▶ **Assignment A**
According to the passage on no-fault interest accrual, which regulation does the Third Department's holding completely ignore?
▶ **Assignment B**
Carry the passage on no-fault interest accrual forward with the next part, starting after its final sentence.

In Today’s New York Law Journal, Mitchell Lustig, Esq. and Vince A. Sabella, Esq. of Nicolini, Paradise, Ferretti & Sabella discuss LMK Psychological Services, PC v. State Farm Mutual Automobile Ins. Co, in their article: Accrual Date for Payment of Interest in No-Fault Cases. You may recall the issue being discussed in the January 31st edition of the No-Fault Wrap Up in the Law Journal, authored by David M. Barshay, Esq. and Mitchell Lustig, Esq.
In their article, Mr. Sabella and Mr. Lustig argue that the “distinction crafted by the Third Department in LMK between timely and untimely denied claims as it relates to the accrual of interest is not supported by a reasonable interpretation of the governing no-fault regulatory framework or controlling case law.”
Here are some of the pertitnenent parts:
It is the interrelationship between [11 NYCRR 65-3.9(a) and 11 NYCRR 65-3.9(c)] that is at the crux of the dispute between medical providers and no-fault insurers as to the question of when interest accrues. In reconciling this regulatory maze, the function of the court is to construe the regulation as a whole and to harmonize the conflicting provisions with one another so as to effectuate the intent and purpose of the superintendent of insurance in enacting the regulatory scheme.Accordingly, while it can be reasonably argued that interest should not be tolled until the commencement of an action where the no-fault insurer fails to issue a denial of claim form, there is nothing in the regulatory scheme, when properly construed in its entirety, to support the holding of the Third Department that the toll on interest should not be applicable where the no-fault insurer issues a denial of claim, albeit an untimely one.
The fundamental flaw with the holding of the Third Department is that it completely ignores 11 NYCRR 65-3.9(c), which specifically provides for a toll on interest, as if it were not an integral part of the regulatory scheme. This has the undesirable effect of awarding an unjustified windfall to a dilatory medical provider.

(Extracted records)
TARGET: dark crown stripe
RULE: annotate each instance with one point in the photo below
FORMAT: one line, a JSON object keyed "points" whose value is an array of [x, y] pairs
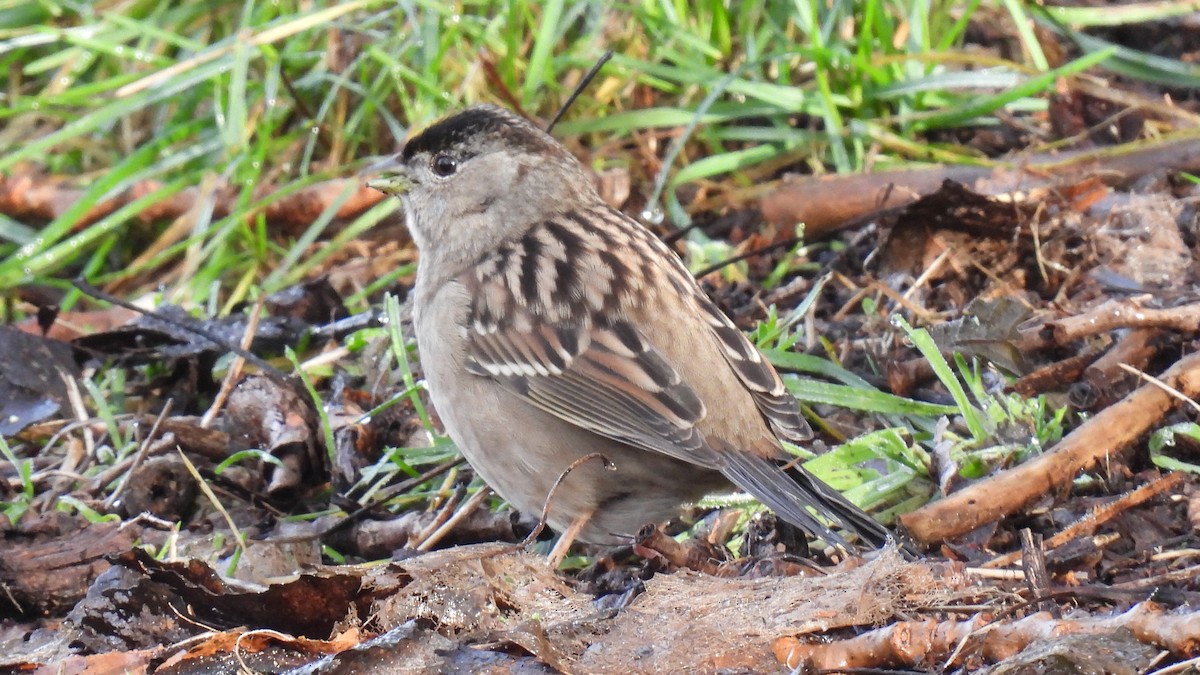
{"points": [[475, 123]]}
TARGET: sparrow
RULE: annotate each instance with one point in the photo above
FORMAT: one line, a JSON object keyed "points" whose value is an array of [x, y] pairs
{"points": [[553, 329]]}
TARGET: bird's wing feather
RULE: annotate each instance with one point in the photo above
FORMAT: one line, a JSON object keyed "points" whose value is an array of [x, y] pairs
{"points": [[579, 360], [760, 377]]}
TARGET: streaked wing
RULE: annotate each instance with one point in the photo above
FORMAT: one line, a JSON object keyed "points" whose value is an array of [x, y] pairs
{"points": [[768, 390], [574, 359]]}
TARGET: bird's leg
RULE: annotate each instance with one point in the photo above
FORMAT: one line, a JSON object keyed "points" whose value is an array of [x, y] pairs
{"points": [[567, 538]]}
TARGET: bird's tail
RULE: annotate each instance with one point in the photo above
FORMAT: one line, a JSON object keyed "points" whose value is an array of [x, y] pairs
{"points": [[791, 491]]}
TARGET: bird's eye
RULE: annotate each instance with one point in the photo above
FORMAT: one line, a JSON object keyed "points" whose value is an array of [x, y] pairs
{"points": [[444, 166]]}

▶ **Answer area A**
11 NYCRR 65-3.9(c), which provides for a toll on interest.

▶ **Answer area B**
. . .In support of its holding that interest on untimely denied claims accrues 30 days after the no-fault insurer’s receipt of the bill, the Third Department cites the decision of the Appellate Term, Second Department in East Acupuncture. This is a clear misreading of the Appellate Term’s decision in the latter case. A review of the facts in East Acupuncture reveals that the no-fault insurer’s denials therein were untimely.
. . .In Brooklyn Chiropractic Associates PC v. Progressive Casualty Insurance Co., decided a few months after East Acupuncture but well before the Third Department’s decision in LMK, the Appellate Term, Second Department again reaffirmed that interest on untimely denied no-fault claims accrues upon commencement of the lawsuit.
. . .Moreover, the Third Department’s decision in LMK is contrary to the stated objectives of the no-fault law. As noted by the Court of Appeals in Walton v. Lumbermens Mutual Casualty Co., the purpose of the no-fault law is “to establish a quick, sure and efficient system for obtaining compensation for economic loss.” However, the decision in LMK undermines this purpose by encouraging delayed lawsuits by medical providers and frustrates a core and essential objective of the regulations, “that is, to provide a tightly timed process of claim, disputation and payment.”